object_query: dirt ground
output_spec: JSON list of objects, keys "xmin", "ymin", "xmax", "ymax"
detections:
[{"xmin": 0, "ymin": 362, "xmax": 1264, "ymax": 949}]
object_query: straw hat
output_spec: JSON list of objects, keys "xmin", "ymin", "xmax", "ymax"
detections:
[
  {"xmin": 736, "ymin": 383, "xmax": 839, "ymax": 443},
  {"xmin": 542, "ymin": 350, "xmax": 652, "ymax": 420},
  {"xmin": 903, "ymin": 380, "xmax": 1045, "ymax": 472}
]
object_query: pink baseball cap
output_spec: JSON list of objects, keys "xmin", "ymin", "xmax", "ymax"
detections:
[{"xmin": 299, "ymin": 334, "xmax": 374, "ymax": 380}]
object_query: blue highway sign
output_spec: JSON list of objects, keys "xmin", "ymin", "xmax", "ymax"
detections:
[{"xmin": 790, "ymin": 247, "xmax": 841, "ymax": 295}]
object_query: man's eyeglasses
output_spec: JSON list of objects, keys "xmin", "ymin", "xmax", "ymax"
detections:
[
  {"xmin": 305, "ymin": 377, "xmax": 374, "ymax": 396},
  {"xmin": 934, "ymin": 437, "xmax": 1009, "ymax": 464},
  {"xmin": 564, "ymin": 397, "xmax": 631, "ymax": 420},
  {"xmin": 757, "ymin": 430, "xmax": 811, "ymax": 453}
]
────────
● What to work on: Repeat the rows above word for word, starting at the line with "object_query: pink baseball cap" and going through the very last line.

● Complete response:
object_query: pink baseball cap
output_spec: JSON list of objects, keys "xmin", "ymin", "xmax", "ymax"
detections:
[{"xmin": 299, "ymin": 334, "xmax": 374, "ymax": 380}]
object_query: blue highway sign
output_spec: JSON list of objects, keys "xmin", "ymin", "xmax", "ymax"
detections:
[{"xmin": 790, "ymin": 247, "xmax": 841, "ymax": 295}]
object_query: man's eyeglasses
output_spec: JSON list of objects, keys "xmin", "ymin", "xmax", "ymax"
detections:
[
  {"xmin": 305, "ymin": 377, "xmax": 374, "ymax": 396},
  {"xmin": 934, "ymin": 437, "xmax": 1009, "ymax": 464},
  {"xmin": 564, "ymin": 397, "xmax": 631, "ymax": 420},
  {"xmin": 757, "ymin": 430, "xmax": 811, "ymax": 453}
]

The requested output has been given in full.